__Task to complete__: Copy out the whole passage below on cancer statistics in the United States, word for word.

In the United States, cancer is responsible for 25% of all deaths with 30% of these from lung cancer. The most commonly occurring cancer in men is prostate cancer (about 25% of new cases) and in women is breast cancer (also about 25%). Cancer can occur in children and adolescents, but it is uncommon (about 150 cases per million in the U.S.), with leukemia the most common. In the first year of life the incidence is about 230 cases per million in the U.S., with the most common being neuroblastoma. Data from 2004 to 2008 in the United States indicates that the overall age-adjusted incidence of cancer was approximately 460 per 100,000 men and women per year.

Cancer is responsible for about 25% of all deaths in the U.S., and is a major public health problem in many parts of the world. The statistics below are estimates for the U.S. in 2008, and may vary substantially in other countries. They exclude basal and squamous cell skin cancers, and carcinoma in situ in locations other than the urinary bladder. As seen, breast/prostate cancer, lung cancer and colorectal cancer are responsible for approximately half of cancer incidence. The same applies for cancer mortality, but with lung cancer replacing breast/prostate cancer as the main cause.

In 2016, an estimated 1,685,210 new cases of cancer will be diagnosed in the United States and 595,690 people will die from the disease.

__Data listing__:

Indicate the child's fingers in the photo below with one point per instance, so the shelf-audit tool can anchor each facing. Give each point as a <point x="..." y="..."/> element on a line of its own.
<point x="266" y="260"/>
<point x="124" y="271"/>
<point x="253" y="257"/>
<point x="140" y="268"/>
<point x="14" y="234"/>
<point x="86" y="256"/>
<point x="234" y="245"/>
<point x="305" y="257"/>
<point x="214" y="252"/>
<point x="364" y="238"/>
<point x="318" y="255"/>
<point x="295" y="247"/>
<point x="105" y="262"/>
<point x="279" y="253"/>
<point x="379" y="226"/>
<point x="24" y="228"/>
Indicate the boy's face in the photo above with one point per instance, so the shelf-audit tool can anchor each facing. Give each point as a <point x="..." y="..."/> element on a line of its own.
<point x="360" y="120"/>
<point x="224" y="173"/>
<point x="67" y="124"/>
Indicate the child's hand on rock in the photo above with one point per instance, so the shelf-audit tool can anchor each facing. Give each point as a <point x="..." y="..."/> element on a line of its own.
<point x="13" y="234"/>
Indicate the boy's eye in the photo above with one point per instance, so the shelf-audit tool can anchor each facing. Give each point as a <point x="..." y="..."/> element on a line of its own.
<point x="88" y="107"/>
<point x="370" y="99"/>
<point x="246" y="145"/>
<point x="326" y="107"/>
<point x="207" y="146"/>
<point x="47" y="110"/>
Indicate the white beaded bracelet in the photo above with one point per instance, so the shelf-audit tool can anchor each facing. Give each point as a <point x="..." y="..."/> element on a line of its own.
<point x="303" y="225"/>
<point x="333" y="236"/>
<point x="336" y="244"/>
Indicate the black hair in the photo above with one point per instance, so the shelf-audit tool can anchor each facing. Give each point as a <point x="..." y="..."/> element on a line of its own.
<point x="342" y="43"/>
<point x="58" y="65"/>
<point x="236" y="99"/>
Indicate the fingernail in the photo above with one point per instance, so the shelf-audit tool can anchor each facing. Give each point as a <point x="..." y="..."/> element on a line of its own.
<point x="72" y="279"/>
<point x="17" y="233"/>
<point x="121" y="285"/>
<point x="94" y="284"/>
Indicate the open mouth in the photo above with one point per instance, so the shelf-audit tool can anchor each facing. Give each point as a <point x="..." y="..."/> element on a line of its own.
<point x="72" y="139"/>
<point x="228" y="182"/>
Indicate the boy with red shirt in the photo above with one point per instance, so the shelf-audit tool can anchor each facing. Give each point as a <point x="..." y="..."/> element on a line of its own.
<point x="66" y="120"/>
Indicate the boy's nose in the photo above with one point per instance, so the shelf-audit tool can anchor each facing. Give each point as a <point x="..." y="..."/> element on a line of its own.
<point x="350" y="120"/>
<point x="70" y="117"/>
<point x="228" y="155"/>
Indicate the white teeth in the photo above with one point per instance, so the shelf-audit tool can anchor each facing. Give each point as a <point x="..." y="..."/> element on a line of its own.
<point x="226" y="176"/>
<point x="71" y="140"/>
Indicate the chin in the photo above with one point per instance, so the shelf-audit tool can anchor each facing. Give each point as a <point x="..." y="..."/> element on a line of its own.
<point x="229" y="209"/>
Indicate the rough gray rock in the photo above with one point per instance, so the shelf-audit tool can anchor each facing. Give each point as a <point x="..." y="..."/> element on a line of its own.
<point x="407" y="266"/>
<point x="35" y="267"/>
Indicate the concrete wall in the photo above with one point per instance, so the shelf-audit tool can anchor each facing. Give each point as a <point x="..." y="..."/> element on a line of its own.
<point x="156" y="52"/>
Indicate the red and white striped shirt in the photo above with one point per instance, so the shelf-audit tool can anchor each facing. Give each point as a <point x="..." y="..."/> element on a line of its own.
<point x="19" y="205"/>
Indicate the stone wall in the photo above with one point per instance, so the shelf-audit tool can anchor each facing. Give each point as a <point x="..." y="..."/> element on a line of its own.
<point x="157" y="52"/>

__Problem solution__:
In the United States, cancer is responsible for 25% of all deaths with 30% of these from lung cancer. The most commonly occurring cancer in men is prostate cancer (about 25% of new cases) and in women is breast cancer (also about 25%). Cancer can occur in children and adolescents, but it is uncommon (about 150 cases per million in the U.S.), with leukemia the most common. In the first year of life the incidence is about 230 cases per million in the U.S., with the most common being neuroblastoma. Data from 2004 to 2008 in the United States indicates that the overall age-adjusted incidence of cancer was approximately 460 per 100,000 men and women per year.

Cancer is responsible for about 25% of all deaths in the U.S., and is a major public health problem in many parts of the world. The statistics below are estimates for the U.S. in 2008, and may vary substantially in other countries. They exclude basal and squamous cell skin cancers, and carcinoma in situ in locations other than the urinary bladder. As seen, breast/prostate cancer, lung cancer and colorectal cancer are responsible for approximately half of cancer incidence. The same applies for cancer mortality, but with lung cancer replacing breast/prostate cancer as the main cause.

In 2016, an estimated 1,685,210 new cases of cancer will be diagnosed in the United States and 595,690 people will die from the disease.